(Dataset entries)
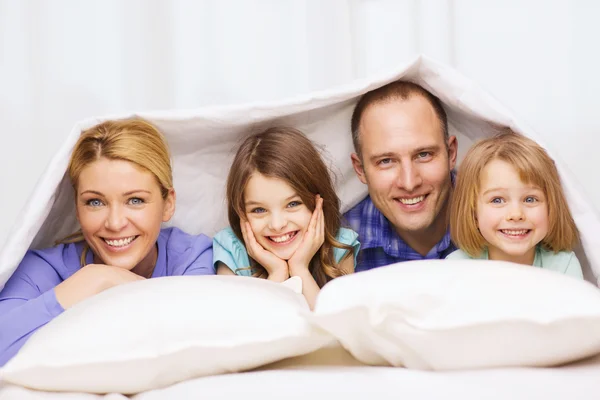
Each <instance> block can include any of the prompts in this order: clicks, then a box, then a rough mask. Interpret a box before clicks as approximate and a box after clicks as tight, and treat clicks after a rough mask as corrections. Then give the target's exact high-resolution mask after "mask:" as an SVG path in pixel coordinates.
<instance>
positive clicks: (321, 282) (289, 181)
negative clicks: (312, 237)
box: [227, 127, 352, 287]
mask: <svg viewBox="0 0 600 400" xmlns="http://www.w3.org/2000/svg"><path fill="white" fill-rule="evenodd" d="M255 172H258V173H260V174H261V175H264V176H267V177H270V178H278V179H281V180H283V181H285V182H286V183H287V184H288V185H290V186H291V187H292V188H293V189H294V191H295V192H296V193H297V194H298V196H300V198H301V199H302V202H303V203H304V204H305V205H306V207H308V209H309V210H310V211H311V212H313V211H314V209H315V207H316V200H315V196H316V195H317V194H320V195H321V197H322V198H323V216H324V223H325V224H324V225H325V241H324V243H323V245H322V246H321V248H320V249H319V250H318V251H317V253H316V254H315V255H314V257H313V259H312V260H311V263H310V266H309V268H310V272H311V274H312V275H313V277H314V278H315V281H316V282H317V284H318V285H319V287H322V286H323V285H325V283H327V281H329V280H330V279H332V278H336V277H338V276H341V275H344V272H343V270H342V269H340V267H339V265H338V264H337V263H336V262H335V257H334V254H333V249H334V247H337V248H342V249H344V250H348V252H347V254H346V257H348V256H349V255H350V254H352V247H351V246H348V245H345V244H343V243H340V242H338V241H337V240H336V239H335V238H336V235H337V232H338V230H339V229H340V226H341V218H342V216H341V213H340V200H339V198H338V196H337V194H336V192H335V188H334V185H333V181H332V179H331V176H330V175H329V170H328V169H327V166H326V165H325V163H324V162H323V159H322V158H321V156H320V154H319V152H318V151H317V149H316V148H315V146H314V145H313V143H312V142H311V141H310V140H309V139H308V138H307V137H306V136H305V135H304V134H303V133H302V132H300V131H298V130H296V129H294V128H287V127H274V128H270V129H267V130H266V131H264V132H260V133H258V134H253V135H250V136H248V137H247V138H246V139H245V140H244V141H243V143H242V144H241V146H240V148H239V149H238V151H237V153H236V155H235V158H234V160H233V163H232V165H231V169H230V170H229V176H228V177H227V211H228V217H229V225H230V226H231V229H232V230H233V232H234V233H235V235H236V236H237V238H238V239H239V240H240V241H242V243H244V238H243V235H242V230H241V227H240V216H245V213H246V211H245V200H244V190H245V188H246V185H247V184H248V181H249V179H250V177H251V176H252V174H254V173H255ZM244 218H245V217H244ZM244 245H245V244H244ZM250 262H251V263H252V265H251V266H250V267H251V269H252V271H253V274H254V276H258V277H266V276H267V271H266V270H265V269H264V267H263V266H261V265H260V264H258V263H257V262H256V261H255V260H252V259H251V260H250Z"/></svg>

Task details -
Restate each entry word for word, please, but drop any images it holds.

Problem solution -
Each <instance> block can include any of the prompts in this order: clicks, then a box, then a rough mask. Interpret a box before clicks as approximate and a box after clicks as tight, and treat clicks after a rough mask as corrections. Then give the target's exact high-resolution mask after "mask:" as an SVG path in pixel coordinates.
<instance>
positive clicks: (321, 282) (289, 181)
negative clicks: (312, 237)
box: [227, 127, 352, 287]
mask: <svg viewBox="0 0 600 400" xmlns="http://www.w3.org/2000/svg"><path fill="white" fill-rule="evenodd" d="M255 172H258V173H260V174H261V175H264V176H267V177H270V178H278V179H281V180H283V181H285V182H286V183H287V184H288V185H290V186H291V187H292V188H293V189H294V191H295V192H296V193H297V194H298V196H300V198H301V199H302V202H303V203H304V204H305V205H306V207H308V209H309V210H310V211H311V212H313V211H314V209H315V207H316V200H315V196H316V195H317V194H320V195H321V197H322V198H323V216H324V223H325V224H324V225H325V241H324V243H323V245H322V246H321V248H320V249H319V250H318V251H317V253H316V254H315V255H314V257H313V259H312V260H311V263H310V266H309V268H310V272H311V274H312V275H313V277H314V278H315V281H316V282H317V284H318V285H319V287H322V286H323V285H325V283H327V281H329V280H330V279H332V278H336V277H338V276H341V275H344V272H343V270H342V269H340V267H339V265H338V264H337V263H336V262H335V257H334V254H333V249H334V247H337V248H342V249H344V250H348V252H347V254H346V257H348V256H349V255H350V254H352V247H351V246H348V245H345V244H343V243H340V242H338V241H337V240H336V239H335V238H336V235H337V232H338V230H339V229H340V226H341V218H342V216H341V213H340V200H339V198H338V196H337V194H336V192H335V188H334V185H333V181H332V179H331V176H330V175H329V170H328V169H327V166H326V165H325V163H324V162H323V159H322V158H321V156H320V154H319V152H318V151H317V149H316V148H315V146H314V145H313V143H312V142H311V141H310V140H309V139H308V138H307V137H306V136H305V135H304V134H303V133H302V132H300V131H298V130H296V129H294V128H287V127H274V128H270V129H267V130H266V131H264V132H260V133H258V134H253V135H250V136H248V137H247V138H246V139H245V140H244V141H243V143H242V144H241V146H240V148H239V149H238V151H237V153H236V155H235V158H234V160H233V163H232V165H231V169H230V170H229V176H228V177H227V211H228V217H229V225H230V226H231V229H232V230H233V232H234V233H235V235H236V236H237V238H238V239H239V240H240V241H242V243H244V238H243V235H242V230H241V227H240V216H245V213H246V211H245V200H244V190H245V188H246V185H247V184H248V181H249V179H250V177H251V176H252V174H254V173H255ZM244 218H245V217H244ZM244 245H245V244H244ZM250 262H251V263H252V265H251V266H250V267H251V269H252V271H253V274H254V276H258V277H266V276H267V271H266V270H265V269H264V267H263V266H261V265H260V264H258V263H257V262H256V261H255V260H252V259H251V260H250Z"/></svg>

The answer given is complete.